<<<<

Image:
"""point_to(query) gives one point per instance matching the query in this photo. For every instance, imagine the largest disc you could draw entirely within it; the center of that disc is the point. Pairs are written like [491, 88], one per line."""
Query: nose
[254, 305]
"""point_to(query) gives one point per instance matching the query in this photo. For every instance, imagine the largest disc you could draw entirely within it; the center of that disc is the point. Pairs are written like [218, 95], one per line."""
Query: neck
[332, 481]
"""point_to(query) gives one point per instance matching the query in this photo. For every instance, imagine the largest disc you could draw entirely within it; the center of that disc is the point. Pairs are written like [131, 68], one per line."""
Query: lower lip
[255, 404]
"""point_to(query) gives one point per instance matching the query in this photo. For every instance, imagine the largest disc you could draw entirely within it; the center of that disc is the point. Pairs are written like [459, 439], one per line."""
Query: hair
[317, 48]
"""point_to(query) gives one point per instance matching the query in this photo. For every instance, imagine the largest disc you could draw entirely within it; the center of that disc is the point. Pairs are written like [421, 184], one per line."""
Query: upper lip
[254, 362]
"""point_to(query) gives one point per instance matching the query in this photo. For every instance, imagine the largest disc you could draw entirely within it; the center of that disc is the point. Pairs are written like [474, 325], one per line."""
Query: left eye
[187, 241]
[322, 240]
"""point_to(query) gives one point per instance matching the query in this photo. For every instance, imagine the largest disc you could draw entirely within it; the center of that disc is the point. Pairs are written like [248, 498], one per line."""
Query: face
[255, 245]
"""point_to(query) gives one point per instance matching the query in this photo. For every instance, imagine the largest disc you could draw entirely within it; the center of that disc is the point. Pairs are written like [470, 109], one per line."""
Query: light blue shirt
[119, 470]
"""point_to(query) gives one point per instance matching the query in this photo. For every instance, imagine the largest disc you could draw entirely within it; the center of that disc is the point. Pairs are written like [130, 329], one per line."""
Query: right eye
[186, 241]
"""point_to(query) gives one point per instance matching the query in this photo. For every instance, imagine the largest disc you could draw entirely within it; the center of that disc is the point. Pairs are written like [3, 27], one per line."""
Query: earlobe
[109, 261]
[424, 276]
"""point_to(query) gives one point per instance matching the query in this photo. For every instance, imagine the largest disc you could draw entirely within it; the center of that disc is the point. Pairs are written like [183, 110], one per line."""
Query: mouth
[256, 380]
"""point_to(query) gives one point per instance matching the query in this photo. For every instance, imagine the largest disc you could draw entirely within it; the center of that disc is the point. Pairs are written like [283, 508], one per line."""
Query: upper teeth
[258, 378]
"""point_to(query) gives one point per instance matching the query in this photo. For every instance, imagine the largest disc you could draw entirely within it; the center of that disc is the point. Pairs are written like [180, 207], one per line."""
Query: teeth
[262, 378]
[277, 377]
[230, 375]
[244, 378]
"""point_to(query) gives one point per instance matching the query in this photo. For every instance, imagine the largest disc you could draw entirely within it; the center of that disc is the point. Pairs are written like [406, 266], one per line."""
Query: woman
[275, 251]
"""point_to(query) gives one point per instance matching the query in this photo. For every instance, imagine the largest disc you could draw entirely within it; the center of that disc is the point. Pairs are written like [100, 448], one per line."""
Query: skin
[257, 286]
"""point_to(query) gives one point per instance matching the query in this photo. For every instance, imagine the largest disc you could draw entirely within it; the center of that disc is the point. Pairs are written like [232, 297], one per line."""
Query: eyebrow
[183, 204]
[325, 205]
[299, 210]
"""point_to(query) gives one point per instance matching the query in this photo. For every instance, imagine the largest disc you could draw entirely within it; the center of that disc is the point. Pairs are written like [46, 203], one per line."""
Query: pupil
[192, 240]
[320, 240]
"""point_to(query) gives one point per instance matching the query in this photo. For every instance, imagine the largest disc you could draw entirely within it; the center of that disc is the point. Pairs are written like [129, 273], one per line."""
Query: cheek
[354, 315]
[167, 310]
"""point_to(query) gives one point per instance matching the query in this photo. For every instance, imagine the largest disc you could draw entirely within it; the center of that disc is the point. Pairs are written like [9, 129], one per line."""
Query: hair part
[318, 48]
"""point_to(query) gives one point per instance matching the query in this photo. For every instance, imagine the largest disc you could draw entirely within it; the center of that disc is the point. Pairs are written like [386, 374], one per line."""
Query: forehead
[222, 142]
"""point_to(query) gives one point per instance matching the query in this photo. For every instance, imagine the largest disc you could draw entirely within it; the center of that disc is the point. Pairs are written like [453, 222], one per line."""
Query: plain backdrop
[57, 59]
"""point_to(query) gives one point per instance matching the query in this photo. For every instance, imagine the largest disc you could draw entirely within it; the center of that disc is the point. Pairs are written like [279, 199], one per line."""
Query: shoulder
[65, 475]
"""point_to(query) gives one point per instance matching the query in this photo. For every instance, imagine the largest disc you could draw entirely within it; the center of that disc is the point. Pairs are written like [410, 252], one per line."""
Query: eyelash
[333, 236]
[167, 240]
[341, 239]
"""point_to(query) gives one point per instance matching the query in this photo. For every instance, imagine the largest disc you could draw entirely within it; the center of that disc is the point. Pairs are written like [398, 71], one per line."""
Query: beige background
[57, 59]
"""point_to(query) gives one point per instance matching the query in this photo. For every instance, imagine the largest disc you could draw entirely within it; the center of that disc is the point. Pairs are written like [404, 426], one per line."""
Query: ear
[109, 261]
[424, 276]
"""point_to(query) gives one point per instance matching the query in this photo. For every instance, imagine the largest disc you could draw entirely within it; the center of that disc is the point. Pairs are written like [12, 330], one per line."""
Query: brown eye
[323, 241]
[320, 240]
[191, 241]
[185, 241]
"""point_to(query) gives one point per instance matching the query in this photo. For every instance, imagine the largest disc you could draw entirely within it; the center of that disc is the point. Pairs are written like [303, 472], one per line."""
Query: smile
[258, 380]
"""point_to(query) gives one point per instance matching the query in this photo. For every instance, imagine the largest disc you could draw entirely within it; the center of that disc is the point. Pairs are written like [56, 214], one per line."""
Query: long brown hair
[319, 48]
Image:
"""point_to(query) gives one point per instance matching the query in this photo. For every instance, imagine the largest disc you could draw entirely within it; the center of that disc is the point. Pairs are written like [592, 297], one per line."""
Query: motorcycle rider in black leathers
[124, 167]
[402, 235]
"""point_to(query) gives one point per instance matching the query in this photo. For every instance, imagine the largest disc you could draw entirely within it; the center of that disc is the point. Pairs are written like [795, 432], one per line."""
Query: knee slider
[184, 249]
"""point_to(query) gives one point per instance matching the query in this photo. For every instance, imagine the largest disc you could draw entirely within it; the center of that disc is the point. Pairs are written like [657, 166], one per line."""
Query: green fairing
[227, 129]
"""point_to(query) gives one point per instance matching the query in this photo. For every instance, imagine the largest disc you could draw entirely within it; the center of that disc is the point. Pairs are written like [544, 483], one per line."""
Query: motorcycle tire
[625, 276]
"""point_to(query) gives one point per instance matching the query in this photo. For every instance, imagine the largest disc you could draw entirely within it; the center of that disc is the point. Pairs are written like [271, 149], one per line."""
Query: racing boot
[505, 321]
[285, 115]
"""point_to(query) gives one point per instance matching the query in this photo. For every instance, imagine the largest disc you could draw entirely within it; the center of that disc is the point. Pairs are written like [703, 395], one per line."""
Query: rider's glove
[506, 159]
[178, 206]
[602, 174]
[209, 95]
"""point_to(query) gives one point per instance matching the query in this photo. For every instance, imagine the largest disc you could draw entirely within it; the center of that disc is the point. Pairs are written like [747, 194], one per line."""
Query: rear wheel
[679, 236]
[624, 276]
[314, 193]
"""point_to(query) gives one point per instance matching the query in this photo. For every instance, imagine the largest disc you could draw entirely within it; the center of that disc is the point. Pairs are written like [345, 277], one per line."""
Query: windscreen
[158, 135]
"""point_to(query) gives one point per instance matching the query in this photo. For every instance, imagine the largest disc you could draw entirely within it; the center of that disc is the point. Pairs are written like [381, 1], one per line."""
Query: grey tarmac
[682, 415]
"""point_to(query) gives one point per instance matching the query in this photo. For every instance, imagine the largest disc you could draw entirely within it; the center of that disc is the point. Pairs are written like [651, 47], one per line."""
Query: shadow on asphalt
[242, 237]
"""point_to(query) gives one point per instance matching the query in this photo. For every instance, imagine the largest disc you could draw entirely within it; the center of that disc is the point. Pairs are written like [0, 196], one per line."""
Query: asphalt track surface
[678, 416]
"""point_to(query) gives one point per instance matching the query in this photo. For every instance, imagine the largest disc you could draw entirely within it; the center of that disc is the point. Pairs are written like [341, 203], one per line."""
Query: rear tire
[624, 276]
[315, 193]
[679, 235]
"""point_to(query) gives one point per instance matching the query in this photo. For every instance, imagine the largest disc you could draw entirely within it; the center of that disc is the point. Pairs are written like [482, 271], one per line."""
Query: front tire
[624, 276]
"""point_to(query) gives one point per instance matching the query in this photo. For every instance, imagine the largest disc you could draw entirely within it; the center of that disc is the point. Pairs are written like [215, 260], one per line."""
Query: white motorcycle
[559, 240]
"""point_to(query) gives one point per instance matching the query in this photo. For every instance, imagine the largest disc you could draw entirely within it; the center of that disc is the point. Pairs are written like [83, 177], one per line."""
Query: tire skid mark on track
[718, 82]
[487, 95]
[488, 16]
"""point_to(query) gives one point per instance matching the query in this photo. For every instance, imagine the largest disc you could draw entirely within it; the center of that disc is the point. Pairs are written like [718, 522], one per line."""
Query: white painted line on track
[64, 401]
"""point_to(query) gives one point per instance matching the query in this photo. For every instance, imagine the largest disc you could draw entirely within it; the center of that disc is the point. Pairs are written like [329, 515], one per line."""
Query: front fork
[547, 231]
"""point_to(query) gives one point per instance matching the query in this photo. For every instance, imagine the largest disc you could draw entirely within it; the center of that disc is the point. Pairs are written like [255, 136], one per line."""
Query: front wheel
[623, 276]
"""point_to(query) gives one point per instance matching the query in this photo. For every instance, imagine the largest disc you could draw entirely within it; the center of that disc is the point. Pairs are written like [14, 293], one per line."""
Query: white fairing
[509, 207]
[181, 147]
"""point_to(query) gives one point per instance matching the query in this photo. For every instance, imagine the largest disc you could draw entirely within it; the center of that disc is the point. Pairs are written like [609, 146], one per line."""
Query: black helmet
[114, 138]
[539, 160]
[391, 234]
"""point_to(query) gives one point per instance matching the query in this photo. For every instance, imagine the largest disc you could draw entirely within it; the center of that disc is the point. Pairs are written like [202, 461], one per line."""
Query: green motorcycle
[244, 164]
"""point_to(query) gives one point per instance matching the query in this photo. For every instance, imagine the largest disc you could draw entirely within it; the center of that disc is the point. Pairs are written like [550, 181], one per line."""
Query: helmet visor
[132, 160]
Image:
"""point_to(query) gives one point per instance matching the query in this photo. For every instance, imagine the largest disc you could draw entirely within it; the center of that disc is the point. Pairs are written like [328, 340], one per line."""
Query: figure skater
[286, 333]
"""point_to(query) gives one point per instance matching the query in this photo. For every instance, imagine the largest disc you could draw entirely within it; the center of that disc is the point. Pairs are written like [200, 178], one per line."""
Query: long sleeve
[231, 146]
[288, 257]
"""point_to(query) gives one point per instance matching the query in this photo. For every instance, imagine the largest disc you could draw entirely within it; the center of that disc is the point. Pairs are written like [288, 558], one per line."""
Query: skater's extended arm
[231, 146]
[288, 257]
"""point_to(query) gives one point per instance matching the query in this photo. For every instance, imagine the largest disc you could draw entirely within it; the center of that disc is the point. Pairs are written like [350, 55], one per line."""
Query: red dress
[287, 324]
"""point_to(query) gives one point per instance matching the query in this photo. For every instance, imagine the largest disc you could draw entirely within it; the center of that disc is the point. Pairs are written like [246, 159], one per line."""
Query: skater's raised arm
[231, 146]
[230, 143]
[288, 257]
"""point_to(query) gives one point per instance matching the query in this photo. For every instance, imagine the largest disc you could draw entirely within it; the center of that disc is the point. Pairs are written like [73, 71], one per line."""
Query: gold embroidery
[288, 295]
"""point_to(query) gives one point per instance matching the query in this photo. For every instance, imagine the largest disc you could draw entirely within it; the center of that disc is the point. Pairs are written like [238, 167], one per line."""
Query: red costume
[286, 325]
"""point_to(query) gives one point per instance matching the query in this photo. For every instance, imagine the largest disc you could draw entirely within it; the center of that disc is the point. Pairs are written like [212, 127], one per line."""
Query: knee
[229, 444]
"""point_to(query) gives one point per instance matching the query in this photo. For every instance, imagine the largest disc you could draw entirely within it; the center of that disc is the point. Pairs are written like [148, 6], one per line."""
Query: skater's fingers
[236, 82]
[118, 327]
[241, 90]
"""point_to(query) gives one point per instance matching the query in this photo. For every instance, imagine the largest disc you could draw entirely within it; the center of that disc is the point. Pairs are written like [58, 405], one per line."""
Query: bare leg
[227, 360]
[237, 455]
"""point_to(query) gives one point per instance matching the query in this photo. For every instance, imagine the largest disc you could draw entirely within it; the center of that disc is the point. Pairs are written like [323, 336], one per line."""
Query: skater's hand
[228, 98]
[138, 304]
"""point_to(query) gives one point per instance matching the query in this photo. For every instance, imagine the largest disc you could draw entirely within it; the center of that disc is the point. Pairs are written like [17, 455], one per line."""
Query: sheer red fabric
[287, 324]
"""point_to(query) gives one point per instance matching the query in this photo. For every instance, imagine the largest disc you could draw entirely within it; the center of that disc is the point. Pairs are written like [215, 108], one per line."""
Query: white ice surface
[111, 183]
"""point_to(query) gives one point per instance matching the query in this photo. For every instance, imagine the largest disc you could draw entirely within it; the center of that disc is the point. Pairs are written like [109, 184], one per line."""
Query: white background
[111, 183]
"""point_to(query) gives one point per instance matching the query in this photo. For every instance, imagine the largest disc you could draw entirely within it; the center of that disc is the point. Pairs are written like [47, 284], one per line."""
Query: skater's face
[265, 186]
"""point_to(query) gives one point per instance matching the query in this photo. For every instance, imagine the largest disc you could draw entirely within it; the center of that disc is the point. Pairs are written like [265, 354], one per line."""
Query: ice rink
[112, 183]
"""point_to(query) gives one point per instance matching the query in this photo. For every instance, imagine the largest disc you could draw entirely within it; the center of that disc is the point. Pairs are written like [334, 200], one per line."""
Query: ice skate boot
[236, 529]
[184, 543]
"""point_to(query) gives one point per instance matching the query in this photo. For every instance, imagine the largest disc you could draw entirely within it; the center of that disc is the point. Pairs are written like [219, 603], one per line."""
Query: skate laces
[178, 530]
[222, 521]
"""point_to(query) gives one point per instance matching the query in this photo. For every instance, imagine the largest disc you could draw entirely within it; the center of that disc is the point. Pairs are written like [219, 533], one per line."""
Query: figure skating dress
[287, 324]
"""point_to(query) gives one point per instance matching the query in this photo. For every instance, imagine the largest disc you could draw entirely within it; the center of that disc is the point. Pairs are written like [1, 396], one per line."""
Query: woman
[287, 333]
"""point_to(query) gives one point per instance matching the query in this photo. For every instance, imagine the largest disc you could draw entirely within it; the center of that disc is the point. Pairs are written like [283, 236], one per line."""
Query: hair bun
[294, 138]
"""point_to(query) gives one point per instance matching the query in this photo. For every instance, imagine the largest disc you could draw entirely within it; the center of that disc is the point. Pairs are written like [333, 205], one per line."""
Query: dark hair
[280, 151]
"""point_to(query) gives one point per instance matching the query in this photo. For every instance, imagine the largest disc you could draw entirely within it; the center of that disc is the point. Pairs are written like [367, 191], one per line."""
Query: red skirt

>>>>

(EXERCISE OBJECTIVE): Return, character for character, the part of the listing that opens with the line containing "[367, 191], one" and continues through the end of the listing.

(RESULT BELOW):
"""point_to(query) gives one point per instance matching the query in this photo. For every instance, imagine the largest disc you could draw entirely within it; the center of that disc is the point. Pairs are written like [367, 191], one per line."""
Query: red skirt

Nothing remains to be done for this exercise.